Document passage: Begin

In the first step, we quantitatively analyzed age of disease onset and age at diagnosis for the overall study cohort to determine diagnostic delay as surrogate parameter for disease awareness in this ultra-rare neurogenetic condition. Median age of disease onset was 3 days, interquartile range (IQR) from 1 to 28 days. In contrast, median age at diagnosis was 10 months, IQR from 1.7 to 35.3 months, thereby leading to a median diagnostic delay of 5.7 months with an IQR from 0.7 to 32 months (Fig 1).
Median age of onset was 3 days (N = 72). Median age at diagnosis was 10 months (N = 44), leading to a substantial diagnostic delay of 5.7 months in median (N = 43). Horizontal lines indicate the medians for age of onset and age at diagnosis. The slopes of connecting lines represent the diagnostic delay between onset of the disease and time of diagnosis. Please note the logarithmic scale of the ordinate. ISOD; isolated sulfite oxidase deficiency.

Document passage: End
Provided information: Begin

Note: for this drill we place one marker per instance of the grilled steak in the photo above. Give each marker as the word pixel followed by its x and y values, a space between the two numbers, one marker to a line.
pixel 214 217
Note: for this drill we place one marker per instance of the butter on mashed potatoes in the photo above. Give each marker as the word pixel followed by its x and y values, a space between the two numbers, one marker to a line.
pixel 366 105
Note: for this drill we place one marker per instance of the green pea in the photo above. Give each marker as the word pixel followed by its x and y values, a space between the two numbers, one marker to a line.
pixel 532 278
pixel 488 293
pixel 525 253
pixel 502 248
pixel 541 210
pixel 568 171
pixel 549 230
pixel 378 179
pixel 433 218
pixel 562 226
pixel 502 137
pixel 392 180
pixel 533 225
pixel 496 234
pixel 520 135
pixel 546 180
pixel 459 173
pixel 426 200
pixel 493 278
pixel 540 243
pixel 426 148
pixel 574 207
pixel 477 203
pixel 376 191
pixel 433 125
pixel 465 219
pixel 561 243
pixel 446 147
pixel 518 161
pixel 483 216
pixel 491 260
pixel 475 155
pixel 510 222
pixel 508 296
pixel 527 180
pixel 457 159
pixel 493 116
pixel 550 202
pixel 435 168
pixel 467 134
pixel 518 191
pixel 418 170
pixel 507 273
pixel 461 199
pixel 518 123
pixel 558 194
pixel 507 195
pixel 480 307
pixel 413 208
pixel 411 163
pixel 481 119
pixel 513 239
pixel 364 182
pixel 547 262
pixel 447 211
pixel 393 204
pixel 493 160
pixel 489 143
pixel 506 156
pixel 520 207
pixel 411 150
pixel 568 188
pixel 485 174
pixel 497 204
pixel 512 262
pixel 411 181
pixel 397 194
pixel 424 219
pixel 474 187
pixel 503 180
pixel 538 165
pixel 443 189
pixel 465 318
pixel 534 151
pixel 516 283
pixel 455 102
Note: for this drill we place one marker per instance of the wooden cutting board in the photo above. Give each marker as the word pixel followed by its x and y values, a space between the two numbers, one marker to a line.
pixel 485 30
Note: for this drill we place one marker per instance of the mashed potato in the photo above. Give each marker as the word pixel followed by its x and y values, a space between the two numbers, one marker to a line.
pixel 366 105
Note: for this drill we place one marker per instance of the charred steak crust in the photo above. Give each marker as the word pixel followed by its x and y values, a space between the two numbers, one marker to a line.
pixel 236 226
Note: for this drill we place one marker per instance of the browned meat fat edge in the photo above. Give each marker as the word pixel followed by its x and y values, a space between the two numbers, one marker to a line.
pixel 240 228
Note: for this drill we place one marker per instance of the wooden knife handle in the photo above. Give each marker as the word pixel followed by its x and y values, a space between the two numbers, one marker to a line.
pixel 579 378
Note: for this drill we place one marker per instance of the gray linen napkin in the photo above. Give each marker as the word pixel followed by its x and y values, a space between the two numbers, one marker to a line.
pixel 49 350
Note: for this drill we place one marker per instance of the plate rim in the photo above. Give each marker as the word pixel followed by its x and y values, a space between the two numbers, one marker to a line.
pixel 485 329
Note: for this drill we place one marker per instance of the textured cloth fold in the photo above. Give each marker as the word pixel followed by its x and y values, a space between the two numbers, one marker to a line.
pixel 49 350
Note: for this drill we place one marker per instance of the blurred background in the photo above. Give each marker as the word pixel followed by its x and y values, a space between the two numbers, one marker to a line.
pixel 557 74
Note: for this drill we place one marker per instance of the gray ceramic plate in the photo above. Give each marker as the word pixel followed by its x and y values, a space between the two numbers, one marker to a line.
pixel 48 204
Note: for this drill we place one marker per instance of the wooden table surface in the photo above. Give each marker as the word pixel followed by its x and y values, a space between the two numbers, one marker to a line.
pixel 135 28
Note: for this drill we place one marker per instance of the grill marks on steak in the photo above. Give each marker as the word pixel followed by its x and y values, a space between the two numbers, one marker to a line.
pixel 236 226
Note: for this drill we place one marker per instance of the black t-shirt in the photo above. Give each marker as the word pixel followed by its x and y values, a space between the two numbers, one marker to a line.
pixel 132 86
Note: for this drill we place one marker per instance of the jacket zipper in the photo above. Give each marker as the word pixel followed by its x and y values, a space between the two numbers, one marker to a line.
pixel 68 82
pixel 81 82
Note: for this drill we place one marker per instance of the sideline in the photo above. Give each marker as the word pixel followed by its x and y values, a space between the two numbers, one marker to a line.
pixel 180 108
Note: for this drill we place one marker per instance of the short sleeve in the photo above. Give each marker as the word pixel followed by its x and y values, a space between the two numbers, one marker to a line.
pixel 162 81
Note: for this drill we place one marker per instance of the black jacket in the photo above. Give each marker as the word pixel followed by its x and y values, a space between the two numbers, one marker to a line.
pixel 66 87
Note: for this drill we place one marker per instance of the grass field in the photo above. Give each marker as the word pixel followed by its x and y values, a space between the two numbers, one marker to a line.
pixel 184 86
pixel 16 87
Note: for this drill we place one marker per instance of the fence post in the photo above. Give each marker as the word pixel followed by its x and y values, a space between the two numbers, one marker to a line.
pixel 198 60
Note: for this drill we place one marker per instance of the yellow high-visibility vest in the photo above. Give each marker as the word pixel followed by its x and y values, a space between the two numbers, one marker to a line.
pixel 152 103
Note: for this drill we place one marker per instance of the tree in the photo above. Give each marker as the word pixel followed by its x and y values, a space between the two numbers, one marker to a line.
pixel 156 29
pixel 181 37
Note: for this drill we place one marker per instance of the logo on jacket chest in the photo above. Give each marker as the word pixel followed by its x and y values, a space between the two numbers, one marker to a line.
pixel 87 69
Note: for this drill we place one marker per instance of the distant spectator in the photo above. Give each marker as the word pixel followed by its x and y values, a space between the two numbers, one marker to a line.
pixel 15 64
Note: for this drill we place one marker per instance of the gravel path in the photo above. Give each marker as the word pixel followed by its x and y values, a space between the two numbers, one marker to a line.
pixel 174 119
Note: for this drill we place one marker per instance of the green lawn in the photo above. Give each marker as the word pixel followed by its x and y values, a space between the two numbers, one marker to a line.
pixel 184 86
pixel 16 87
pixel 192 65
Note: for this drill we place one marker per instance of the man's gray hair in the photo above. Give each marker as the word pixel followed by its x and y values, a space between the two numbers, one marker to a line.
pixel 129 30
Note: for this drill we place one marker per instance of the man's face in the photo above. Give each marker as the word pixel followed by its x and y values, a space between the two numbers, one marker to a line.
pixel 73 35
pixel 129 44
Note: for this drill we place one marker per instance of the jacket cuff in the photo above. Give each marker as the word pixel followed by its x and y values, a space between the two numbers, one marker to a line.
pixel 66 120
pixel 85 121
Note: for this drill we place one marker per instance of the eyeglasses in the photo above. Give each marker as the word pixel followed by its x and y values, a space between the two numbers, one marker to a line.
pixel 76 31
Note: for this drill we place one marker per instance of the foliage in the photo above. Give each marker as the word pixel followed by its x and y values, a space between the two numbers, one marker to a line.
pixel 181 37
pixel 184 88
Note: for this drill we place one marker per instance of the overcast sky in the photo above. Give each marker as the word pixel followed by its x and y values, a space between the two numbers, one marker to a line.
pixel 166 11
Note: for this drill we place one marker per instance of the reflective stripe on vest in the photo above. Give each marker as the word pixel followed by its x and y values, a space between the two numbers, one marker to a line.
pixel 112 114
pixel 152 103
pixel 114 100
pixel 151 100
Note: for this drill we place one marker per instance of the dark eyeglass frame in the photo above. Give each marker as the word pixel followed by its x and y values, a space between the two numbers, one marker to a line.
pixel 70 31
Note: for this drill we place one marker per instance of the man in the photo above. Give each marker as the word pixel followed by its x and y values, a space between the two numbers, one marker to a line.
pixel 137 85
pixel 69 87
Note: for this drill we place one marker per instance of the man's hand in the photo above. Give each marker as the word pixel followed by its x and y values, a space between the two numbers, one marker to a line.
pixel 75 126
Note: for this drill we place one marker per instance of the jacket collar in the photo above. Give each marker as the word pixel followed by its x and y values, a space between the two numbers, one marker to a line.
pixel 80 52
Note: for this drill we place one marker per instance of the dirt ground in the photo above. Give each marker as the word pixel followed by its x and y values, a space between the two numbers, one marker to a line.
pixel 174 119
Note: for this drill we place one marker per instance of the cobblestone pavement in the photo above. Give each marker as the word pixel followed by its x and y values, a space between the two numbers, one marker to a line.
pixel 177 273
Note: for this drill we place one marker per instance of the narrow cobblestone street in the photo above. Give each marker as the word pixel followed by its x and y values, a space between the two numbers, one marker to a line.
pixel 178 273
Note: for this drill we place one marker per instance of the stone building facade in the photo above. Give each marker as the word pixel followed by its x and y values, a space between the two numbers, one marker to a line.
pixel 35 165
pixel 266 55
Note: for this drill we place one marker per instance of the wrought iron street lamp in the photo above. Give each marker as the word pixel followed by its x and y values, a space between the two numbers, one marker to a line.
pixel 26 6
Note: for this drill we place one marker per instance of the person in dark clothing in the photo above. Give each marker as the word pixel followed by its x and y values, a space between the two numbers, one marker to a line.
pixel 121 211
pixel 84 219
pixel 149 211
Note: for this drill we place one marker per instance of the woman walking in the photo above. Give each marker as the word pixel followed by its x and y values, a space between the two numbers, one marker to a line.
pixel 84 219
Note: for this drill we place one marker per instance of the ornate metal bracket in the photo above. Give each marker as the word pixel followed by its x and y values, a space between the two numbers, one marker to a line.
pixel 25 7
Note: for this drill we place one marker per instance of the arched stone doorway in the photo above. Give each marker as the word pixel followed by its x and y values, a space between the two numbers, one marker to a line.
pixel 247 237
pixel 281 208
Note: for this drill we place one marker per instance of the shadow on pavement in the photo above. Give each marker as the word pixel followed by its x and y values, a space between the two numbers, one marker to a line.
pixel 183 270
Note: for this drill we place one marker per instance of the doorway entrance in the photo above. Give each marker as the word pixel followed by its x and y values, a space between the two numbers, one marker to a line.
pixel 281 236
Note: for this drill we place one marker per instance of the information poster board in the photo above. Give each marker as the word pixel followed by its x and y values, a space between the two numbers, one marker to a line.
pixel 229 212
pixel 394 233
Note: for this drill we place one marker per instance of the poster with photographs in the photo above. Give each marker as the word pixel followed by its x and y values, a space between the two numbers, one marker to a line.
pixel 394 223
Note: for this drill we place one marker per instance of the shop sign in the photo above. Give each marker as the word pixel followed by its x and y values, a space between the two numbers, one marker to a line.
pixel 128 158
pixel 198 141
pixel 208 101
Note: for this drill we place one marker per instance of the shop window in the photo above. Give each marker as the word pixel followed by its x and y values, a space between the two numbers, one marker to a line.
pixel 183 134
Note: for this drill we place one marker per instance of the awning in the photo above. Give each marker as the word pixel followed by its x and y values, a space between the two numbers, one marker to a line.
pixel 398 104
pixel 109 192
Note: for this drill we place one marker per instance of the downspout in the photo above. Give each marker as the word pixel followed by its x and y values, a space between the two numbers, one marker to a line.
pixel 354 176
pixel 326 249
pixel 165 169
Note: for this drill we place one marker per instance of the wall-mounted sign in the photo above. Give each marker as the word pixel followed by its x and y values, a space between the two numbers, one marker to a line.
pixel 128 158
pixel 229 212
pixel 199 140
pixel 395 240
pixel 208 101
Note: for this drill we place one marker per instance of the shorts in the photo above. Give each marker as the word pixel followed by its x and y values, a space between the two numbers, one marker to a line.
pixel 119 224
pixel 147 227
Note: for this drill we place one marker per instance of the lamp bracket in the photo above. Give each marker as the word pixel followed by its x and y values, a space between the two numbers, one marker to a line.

Provided information: End

#### Tasks for this exercise:
A. In the diagnostic delay passage, switch "ordinate" to "vertical axis" in the stretch from "Median age of onset" through "sulfite oxidase deficiency.".
B. According to the diagnostic delay passage, why did the authors first analyze age of disease onset and age at diagnosis for the overall cohort?
The lines are separate material from the text above them.

#### Responses to the tasks:
A.
Median age of onset was 3 days (N = 72). Median age at diagnosis was 10 months (N = 44), leading to a substantial diagnostic delay of 5.7 months in median (N = 43). Horizontal lines indicate the medians for age of onset and age at diagnosis. The slopes of connecting lines represent the diagnostic delay between onset of the disease and time of diagnosis. Please note the logarithmic scale of the vertical axis. ISOD; isolated sulfite oxidase deficiency.

B. They wanted to determine the diagnostic delay. The delay served as a surrogate parameter for disease awareness in this ultra-rare neurogenetic condition.